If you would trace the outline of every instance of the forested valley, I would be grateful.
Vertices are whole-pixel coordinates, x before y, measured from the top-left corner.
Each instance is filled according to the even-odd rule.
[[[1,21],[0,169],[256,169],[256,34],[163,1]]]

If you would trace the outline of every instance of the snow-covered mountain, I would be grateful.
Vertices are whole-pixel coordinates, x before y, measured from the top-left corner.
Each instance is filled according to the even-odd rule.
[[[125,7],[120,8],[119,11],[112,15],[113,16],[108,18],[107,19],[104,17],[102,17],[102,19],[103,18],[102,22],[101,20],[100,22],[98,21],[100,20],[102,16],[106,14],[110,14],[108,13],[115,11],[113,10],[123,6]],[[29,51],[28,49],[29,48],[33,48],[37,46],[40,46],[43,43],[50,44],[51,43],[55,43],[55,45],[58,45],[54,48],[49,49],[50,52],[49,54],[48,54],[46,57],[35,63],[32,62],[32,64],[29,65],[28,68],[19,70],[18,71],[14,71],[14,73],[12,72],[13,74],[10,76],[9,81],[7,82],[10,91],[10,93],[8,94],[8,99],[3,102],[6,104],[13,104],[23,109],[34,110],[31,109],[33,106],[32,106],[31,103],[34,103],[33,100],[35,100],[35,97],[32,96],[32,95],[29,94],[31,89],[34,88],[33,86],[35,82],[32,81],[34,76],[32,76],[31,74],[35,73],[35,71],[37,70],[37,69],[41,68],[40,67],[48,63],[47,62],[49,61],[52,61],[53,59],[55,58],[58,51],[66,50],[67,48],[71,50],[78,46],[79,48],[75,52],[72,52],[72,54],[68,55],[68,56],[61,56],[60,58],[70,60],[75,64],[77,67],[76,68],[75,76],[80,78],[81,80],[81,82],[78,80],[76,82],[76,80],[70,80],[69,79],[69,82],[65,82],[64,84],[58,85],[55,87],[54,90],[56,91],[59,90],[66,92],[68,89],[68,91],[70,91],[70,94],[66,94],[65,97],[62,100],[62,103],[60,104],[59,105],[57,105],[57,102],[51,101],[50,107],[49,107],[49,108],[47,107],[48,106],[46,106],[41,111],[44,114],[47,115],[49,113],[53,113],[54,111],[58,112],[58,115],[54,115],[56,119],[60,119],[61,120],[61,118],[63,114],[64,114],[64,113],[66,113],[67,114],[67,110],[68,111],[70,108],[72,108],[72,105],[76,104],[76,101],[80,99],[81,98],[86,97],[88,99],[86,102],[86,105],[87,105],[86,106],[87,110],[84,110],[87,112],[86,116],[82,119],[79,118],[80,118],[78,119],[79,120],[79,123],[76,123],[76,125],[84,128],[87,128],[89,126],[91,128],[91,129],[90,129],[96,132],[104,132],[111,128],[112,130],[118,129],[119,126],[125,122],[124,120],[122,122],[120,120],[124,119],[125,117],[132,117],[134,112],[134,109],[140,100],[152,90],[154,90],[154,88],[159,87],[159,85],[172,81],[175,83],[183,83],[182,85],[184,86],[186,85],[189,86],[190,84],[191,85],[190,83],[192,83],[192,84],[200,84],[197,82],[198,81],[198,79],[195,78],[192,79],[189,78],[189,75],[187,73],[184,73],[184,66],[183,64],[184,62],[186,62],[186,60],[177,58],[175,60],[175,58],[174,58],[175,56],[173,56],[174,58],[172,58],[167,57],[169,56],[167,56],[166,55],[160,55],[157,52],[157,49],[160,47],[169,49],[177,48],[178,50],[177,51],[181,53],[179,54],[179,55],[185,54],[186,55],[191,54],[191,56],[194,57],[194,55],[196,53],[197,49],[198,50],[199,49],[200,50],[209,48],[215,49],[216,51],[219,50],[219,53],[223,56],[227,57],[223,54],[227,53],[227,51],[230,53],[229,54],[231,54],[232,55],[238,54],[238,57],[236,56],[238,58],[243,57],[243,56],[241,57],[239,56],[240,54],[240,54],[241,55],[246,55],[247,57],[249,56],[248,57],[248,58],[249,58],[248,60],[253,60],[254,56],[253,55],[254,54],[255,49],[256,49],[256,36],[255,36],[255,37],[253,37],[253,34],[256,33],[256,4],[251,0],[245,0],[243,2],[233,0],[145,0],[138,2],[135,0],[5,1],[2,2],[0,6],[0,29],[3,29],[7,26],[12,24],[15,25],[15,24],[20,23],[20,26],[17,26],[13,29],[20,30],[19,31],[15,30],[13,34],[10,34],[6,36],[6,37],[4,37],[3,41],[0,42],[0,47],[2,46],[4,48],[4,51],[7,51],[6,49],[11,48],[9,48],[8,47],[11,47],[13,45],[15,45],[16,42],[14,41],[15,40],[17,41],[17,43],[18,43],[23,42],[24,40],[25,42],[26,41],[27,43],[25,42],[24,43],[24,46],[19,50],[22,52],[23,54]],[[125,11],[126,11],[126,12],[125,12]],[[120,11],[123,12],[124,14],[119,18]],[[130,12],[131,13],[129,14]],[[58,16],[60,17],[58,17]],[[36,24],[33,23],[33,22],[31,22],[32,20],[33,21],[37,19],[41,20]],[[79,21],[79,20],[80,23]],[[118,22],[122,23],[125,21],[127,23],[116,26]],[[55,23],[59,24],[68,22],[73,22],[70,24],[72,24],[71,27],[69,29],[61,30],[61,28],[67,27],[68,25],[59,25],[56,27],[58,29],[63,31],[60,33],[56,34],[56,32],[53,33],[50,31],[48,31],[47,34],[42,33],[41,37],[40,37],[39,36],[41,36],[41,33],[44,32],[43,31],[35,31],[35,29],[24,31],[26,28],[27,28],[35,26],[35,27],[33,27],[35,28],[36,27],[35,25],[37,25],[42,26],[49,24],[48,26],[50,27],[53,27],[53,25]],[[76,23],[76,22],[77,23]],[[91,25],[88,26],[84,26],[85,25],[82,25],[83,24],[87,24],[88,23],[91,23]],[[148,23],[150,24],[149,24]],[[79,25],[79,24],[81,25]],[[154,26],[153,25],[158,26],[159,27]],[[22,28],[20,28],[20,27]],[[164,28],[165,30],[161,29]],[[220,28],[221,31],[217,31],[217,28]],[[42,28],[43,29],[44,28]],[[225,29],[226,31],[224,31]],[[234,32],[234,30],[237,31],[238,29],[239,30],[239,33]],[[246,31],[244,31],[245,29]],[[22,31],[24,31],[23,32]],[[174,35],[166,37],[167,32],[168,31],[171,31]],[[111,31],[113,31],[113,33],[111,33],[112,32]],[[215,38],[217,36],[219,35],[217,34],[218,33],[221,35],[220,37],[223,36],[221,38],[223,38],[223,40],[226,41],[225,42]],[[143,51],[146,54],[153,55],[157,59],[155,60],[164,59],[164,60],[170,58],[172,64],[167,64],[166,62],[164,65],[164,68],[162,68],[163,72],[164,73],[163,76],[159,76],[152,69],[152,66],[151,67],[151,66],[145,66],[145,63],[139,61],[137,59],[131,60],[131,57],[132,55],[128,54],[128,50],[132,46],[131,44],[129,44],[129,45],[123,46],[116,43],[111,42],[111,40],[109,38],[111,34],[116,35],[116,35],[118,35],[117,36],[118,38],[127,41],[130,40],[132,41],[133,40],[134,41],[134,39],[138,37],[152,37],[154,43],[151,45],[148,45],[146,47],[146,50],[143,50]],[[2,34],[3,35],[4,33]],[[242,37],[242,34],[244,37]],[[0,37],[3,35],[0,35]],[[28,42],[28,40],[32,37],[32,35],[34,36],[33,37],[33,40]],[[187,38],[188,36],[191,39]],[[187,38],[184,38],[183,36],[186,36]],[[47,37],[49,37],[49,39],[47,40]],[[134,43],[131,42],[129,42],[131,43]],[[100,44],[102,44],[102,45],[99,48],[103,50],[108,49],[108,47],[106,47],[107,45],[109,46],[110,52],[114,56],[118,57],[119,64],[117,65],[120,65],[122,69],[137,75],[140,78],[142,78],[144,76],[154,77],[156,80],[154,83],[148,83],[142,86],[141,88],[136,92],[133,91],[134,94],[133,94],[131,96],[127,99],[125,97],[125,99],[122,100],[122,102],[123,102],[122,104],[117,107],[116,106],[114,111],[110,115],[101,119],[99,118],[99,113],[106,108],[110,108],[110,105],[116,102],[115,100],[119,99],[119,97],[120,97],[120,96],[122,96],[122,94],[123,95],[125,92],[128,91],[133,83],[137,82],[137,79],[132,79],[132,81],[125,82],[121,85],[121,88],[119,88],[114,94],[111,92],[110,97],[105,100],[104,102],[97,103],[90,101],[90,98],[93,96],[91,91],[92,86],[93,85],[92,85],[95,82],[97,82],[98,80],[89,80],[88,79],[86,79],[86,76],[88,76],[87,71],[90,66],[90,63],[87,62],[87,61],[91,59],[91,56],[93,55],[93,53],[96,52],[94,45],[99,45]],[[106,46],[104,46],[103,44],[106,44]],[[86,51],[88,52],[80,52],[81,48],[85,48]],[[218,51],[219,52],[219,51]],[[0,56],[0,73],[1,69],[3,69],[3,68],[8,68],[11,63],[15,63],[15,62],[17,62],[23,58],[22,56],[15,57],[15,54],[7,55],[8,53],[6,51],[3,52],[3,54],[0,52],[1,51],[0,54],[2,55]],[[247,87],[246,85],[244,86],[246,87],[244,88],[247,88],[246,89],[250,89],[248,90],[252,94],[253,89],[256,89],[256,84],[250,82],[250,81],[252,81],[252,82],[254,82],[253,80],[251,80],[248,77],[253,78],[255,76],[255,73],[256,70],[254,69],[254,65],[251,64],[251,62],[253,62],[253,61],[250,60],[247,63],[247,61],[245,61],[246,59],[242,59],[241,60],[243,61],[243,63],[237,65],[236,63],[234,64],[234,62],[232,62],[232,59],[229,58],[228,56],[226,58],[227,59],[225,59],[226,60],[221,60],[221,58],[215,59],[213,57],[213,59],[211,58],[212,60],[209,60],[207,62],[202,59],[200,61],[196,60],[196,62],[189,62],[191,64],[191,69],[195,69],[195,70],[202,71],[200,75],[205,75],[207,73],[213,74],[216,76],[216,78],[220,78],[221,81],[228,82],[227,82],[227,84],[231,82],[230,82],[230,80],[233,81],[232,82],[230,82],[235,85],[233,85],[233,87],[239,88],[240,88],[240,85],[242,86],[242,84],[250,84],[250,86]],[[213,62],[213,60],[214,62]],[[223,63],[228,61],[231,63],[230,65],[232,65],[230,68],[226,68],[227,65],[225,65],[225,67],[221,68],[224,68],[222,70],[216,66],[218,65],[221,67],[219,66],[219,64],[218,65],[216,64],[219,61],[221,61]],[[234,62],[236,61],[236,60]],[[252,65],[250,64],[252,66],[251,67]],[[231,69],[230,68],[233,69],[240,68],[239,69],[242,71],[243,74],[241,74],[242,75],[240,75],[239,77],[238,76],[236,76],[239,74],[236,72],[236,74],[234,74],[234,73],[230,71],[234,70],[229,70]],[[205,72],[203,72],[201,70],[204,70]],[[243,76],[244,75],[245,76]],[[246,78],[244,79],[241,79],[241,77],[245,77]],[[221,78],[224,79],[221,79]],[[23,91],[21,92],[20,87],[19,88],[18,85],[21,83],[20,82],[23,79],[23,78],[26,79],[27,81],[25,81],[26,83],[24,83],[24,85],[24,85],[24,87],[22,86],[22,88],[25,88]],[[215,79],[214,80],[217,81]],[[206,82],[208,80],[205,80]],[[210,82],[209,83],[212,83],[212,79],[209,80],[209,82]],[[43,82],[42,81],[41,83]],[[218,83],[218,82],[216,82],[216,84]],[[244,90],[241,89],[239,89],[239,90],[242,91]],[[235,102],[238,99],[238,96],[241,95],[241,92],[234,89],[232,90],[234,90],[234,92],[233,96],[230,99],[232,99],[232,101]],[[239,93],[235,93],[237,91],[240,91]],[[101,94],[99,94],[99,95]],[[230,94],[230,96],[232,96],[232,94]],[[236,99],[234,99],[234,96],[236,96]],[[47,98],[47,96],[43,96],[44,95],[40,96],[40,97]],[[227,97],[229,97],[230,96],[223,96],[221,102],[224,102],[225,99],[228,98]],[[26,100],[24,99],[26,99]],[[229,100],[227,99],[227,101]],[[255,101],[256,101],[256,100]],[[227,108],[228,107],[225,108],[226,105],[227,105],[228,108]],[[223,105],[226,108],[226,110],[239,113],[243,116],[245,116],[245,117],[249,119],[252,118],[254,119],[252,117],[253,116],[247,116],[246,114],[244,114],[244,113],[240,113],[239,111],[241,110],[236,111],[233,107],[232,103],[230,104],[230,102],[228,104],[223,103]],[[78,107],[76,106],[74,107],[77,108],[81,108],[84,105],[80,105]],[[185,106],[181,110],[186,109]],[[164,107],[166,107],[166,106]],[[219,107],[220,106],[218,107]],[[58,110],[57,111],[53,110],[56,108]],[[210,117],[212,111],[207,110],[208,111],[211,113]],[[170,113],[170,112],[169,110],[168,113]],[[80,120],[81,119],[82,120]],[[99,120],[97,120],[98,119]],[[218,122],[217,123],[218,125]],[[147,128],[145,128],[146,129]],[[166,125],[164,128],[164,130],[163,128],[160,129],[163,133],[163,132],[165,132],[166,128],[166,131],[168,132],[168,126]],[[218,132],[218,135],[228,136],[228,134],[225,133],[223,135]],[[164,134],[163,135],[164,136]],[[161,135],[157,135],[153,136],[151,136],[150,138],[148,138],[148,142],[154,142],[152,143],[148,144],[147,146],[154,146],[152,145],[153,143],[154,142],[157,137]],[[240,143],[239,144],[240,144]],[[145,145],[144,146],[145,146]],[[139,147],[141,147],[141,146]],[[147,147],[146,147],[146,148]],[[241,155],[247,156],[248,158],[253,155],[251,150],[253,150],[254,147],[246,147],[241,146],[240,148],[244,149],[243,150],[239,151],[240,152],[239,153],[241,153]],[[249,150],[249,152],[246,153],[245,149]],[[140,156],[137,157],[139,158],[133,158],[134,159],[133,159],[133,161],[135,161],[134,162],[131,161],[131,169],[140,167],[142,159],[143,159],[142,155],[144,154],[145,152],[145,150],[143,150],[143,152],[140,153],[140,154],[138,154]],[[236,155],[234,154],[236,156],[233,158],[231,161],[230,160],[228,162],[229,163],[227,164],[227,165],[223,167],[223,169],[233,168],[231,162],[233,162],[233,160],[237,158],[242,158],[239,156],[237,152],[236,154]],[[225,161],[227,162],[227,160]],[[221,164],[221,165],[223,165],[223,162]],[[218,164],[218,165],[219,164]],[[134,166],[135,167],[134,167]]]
---------------
Can you recast the stretch from the start of the entries through the line containing "[[[1,21],[0,169],[256,169],[256,34],[163,1]]]" as a JSON list of strings, one string per line, with blank lines left out?

[
  "If you would trace the outline of every instance of the forested valley, I would be grateful.",
  "Vertices are whole-pixel coordinates, x before y, measured from the top-left corner.",
  "Each instance is filled according to the even-odd rule.",
  "[[[1,21],[0,169],[256,169],[256,34],[163,1]]]"
]